◆ **ACTIVITY**
With the pictures removed, write out the data below exactly.

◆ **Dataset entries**
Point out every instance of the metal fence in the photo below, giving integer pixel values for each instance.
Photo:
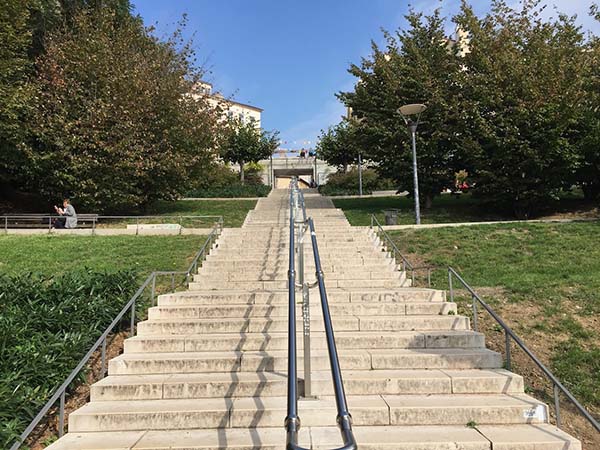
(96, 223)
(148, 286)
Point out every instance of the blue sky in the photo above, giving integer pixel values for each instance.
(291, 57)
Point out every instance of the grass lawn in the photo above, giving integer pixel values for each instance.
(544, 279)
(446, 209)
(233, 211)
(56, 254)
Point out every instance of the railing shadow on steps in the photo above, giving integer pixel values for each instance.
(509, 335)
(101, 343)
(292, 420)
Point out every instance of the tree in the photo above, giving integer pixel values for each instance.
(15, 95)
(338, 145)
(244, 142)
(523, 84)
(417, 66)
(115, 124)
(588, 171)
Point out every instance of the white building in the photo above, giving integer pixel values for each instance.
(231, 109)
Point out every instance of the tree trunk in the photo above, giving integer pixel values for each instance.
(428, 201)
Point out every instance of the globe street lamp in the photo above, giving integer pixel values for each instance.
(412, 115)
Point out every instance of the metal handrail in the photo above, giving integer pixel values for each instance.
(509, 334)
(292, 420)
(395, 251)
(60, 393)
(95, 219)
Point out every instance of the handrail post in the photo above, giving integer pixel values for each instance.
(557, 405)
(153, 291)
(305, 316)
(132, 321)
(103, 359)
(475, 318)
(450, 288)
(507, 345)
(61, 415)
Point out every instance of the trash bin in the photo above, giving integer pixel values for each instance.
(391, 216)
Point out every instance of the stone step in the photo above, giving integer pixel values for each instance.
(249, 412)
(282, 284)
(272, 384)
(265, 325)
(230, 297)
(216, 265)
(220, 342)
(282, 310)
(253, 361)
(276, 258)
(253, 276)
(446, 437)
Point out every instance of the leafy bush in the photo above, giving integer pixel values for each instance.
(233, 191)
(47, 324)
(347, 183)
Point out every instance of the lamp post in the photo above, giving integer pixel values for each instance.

◆ **PROBLEM SOLUTION**
Point out every instance of the metal fence in the photo below, giving integer pixel values for each instance.
Photo:
(96, 223)
(148, 286)
Point out every instance of the blue sky in the photo above, giving integer pixel values for each instance.
(291, 57)
Point out every instance of the grass lawn in the photo above, giving integer pixel values for each instance.
(544, 279)
(446, 209)
(233, 211)
(56, 254)
Point out every instance of the railing shadow on steps in the photo above, giving integer pixel values for each instance.
(509, 335)
(101, 343)
(292, 420)
Point out every instance of the tree in the photo above, giving integer pixel values for each instance.
(15, 95)
(338, 145)
(244, 142)
(523, 84)
(417, 66)
(115, 124)
(588, 171)
Point out every instance of the white building in the photo above, giving integer pixel values for each instance.
(231, 109)
Point out every instance of the tree trunk in the photo above, giving integer pixel values for each instance.
(428, 201)
Point out every instance of the globe street lamp in the photo above, giving integer pixel values for each instance.
(412, 115)
Point out every instance of the metal handrail in the photo above, giving integer pixel values for each instance.
(509, 334)
(292, 420)
(395, 251)
(60, 393)
(95, 219)
Point out every instance of the handrail post in the photo above, giving integer pixel values for each instance.
(557, 405)
(153, 291)
(305, 316)
(132, 321)
(103, 359)
(475, 318)
(450, 288)
(507, 345)
(61, 415)
Point out every instance of the trash bin in the photo above, giving integer pixel values for each instance.
(391, 216)
Point out every instance of the stone step in the photo above, giving integer pixel values for each instance.
(249, 412)
(282, 284)
(272, 384)
(265, 325)
(230, 297)
(216, 265)
(220, 342)
(282, 310)
(253, 361)
(276, 258)
(253, 276)
(446, 437)
Point out every instance of the leafy bush in the photo above, giving integer pixel values for each instance.
(233, 191)
(47, 324)
(347, 183)
Point out every instance of the lamp post in the photo above, giving integer pixel values for each instance.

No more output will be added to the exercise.